Pull out every line in the entries below that contains the word "spoon", and copy each one in full.

----- DATA EXTRACT

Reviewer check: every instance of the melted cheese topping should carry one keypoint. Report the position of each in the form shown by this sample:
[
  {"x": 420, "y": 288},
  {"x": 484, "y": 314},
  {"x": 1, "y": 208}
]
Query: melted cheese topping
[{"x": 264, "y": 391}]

----------
----- DATA EXTRACT

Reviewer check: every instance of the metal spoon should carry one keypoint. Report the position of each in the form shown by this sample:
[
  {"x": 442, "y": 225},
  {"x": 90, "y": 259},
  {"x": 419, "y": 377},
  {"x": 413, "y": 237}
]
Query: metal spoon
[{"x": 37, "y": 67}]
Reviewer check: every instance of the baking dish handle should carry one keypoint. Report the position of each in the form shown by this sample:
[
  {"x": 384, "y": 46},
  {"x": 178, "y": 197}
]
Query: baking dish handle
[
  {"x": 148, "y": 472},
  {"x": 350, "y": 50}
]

----------

- [ANSWER FOR THE TASK]:
Reviewer check: every instance of the metal spoon should carry one keypoint. Report the position of each in the form shown by this sample:
Query: metal spoon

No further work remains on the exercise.